◆ YOUR TASK: A word-for-word transcription of every record is needed.

◆ LISTED RECORDS:
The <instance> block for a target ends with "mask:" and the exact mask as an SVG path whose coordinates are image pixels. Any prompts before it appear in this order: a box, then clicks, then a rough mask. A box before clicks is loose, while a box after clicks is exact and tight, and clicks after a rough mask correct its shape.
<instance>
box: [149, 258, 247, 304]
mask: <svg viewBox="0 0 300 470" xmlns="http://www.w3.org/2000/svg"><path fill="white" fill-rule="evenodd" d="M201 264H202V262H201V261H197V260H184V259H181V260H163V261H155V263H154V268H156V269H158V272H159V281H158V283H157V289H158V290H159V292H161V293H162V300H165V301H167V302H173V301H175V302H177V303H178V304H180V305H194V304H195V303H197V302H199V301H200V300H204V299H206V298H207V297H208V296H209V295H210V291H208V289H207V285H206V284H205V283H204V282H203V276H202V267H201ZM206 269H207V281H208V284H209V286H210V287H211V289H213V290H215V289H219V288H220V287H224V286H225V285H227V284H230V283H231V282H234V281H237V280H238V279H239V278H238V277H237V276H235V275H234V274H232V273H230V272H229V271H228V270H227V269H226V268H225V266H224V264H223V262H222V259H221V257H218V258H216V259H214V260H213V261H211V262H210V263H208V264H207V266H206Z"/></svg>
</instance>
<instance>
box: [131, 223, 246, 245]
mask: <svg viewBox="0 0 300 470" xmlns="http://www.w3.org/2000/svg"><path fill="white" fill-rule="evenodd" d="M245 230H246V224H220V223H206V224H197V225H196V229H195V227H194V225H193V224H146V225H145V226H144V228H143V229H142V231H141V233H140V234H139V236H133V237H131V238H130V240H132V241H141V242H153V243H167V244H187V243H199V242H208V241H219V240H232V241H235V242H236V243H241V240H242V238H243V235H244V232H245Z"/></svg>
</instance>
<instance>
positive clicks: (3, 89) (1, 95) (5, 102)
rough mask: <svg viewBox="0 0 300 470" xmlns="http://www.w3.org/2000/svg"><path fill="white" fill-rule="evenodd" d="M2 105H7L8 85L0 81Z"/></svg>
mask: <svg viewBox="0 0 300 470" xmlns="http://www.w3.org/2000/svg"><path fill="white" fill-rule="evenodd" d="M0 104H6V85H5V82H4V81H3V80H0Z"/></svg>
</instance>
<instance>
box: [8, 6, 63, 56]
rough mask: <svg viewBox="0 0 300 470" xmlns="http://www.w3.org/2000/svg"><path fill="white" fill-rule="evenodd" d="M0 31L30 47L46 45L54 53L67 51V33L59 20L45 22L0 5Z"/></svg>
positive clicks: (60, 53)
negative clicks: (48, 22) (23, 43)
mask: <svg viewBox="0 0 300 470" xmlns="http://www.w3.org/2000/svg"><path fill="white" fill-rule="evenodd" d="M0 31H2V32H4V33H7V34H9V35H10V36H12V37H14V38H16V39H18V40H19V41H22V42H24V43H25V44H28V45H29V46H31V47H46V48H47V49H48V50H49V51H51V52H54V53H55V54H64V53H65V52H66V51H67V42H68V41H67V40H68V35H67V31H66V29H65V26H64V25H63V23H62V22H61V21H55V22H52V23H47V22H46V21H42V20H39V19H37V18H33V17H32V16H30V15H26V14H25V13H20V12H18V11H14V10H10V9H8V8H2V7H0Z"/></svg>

◆ EXERCISE RESULT:
The <instance> block for a target ends with "mask:" and the exact mask as an SVG path whose coordinates are image pixels. Any prompts before it appear in this order: a box, then clicks, then a rough mask. A box before clicks is loose, while a box after clicks is exact and tight, and clicks after a rough mask correct its shape.
<instance>
box: [149, 258, 247, 304]
mask: <svg viewBox="0 0 300 470" xmlns="http://www.w3.org/2000/svg"><path fill="white" fill-rule="evenodd" d="M201 264H202V262H201V261H197V260H184V259H181V260H163V261H155V263H154V268H156V269H158V272H159V281H158V283H157V289H158V290H159V292H161V293H162V300H165V301H167V302H173V301H175V302H177V303H178V304H180V305H194V304H195V303H197V302H199V301H200V300H204V299H206V298H207V297H208V296H209V295H210V291H208V289H207V285H206V284H205V283H204V282H203V276H202V267H201ZM206 269H207V281H208V284H209V286H210V287H211V289H213V290H215V289H219V288H220V287H224V286H225V285H227V284H230V283H231V282H234V281H237V280H238V279H239V278H238V277H237V276H235V275H234V274H232V273H230V272H229V271H228V270H227V269H226V268H225V266H224V264H223V262H222V259H221V257H218V258H216V259H214V260H213V261H211V262H210V263H208V264H207V266H206Z"/></svg>
</instance>
<instance>
box: [131, 223, 246, 245]
mask: <svg viewBox="0 0 300 470" xmlns="http://www.w3.org/2000/svg"><path fill="white" fill-rule="evenodd" d="M245 230H246V224H220V223H206V224H197V225H196V229H195V227H194V225H193V224H146V225H145V226H144V228H143V229H142V231H141V233H140V234H139V236H133V237H131V238H130V240H132V241H141V242H153V243H167V244H187V243H199V242H208V241H219V240H232V241H235V242H236V243H241V240H242V238H243V235H244V232H245Z"/></svg>
</instance>
<instance>
positive clicks: (3, 89) (1, 95) (5, 102)
rough mask: <svg viewBox="0 0 300 470" xmlns="http://www.w3.org/2000/svg"><path fill="white" fill-rule="evenodd" d="M2 105H7L8 85L0 81Z"/></svg>
mask: <svg viewBox="0 0 300 470" xmlns="http://www.w3.org/2000/svg"><path fill="white" fill-rule="evenodd" d="M0 104H6V85H5V82H4V81H3V80H0Z"/></svg>
</instance>
<instance>
box: [8, 6, 63, 56]
rough mask: <svg viewBox="0 0 300 470" xmlns="http://www.w3.org/2000/svg"><path fill="white" fill-rule="evenodd" d="M0 31L30 47L46 45L54 53L67 51V33L59 20L45 22L0 5Z"/></svg>
positive clicks: (60, 53)
negative clicks: (48, 22) (23, 43)
mask: <svg viewBox="0 0 300 470" xmlns="http://www.w3.org/2000/svg"><path fill="white" fill-rule="evenodd" d="M0 31H2V32H4V33H7V34H9V35H10V36H12V37H14V38H16V39H18V40H19V41H22V42H24V43H25V44H28V45H29V46H31V47H46V48H47V49H48V50H49V51H51V52H54V53H55V54H64V53H65V52H66V51H67V42H68V41H67V40H68V35H67V31H66V29H65V26H64V25H63V23H62V22H61V21H55V22H52V23H47V22H46V21H42V20H39V19H37V18H33V17H32V16H30V15H26V14H25V13H20V12H18V11H14V10H10V9H8V8H2V7H0Z"/></svg>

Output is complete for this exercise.